Aim of the exercise = Please count how many lines in the entries below contain the string "striped", treating uppercase and lowercase letters as distinct. Reply with the number alone.

Source records =
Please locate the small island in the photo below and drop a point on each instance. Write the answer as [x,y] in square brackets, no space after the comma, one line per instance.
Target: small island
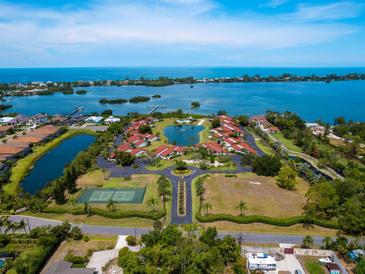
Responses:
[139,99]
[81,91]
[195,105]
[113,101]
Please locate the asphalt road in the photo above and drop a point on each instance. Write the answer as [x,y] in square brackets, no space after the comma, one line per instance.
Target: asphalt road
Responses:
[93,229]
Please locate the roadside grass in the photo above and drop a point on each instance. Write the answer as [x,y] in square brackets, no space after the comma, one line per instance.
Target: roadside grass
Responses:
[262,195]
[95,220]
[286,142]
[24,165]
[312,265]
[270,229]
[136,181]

==

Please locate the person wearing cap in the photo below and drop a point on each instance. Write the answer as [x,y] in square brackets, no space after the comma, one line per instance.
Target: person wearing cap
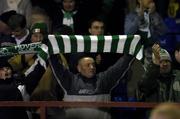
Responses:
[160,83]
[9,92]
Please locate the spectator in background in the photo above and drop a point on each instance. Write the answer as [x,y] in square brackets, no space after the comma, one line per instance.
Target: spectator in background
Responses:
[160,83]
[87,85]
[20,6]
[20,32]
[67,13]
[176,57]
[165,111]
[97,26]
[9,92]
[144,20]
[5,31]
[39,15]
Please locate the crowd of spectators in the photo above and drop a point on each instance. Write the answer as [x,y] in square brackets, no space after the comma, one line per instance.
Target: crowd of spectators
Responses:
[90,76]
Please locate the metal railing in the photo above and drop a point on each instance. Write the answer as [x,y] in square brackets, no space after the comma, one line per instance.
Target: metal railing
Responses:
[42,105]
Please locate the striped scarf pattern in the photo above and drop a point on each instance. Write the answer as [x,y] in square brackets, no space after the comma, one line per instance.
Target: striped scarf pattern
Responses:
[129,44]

...

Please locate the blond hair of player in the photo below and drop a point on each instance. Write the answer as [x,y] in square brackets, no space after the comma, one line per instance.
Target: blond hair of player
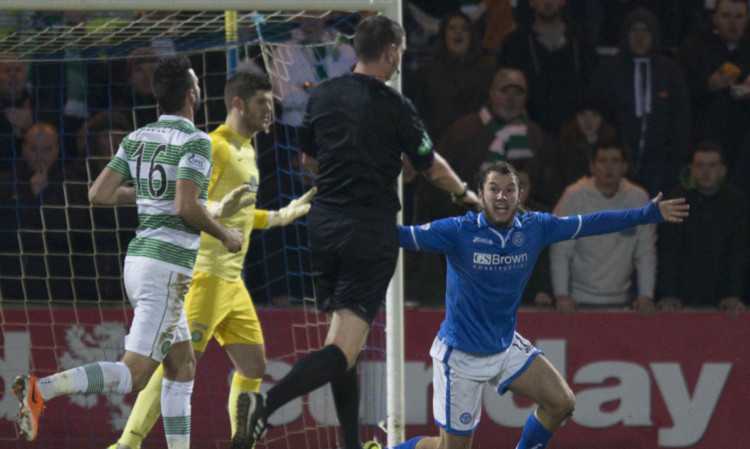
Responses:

Answer for the task = 2